* Problem to work on: Reproduce all of the rows below, leaving the requests unchanged, and offset every x and y coordinate in the answers by adding 90 to it.

* Available records:
* BEGIN *

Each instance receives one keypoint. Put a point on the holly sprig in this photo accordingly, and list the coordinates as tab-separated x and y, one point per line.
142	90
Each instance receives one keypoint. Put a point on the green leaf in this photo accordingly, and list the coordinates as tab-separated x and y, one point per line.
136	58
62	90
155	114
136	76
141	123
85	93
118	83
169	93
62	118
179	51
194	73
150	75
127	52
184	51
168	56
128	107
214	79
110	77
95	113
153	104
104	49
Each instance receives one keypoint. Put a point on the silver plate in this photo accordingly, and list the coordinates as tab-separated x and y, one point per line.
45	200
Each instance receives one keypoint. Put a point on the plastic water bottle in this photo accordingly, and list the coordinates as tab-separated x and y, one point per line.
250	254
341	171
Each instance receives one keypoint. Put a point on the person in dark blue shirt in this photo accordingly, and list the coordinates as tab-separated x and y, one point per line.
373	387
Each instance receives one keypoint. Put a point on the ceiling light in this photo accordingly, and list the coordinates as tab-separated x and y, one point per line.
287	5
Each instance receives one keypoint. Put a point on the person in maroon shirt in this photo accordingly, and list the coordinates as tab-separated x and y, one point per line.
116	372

* END *

* Exercise output:
Each instance receives one keypoint. Put a point on the holly sprig in this photo accordingly, and list the coordinates as tab-separated x and y, one point per line.
232	180
Each instance receives one keypoint. Put a point on the green leaf in this photo accordingly, and list the coordinates as tab-separated x and y, one point per line.
226	148
152	180
245	204
226	166
231	213
175	183
208	173
259	183
152	208
269	141
284	163
240	165
217	142
274	141
258	146
218	197
304	169
200	167
185	203
243	194
194	139
Each instance receives one keypoint. Put a point on the silver plate in this photo accordingly, and list the coordinates as tab-separated x and y, one point per line.
135	290
Each instance receives one keypoint. Put a point on the plastic water bottle in this photo accordingly, and list the coordinates as tab-separated x and y, one point per line.
340	344
431	261
Each instance receives one keypoint. Put a point on the person in dark blue shirt in this photo accordingly, and list the coordinates as tab-separated x and y, one point per line.
463	477
Each instance receives one keypoint. Put a point on the ceiling light in this photo accordingly, and list the coordinates as tab-separated x and y, one point per line.
377	95
Each instance receives one keypoint. Put a point on the person in maroon shirt in this photo accordingly, and list the coordinates as tab-separated x and y, one point per line.
206	462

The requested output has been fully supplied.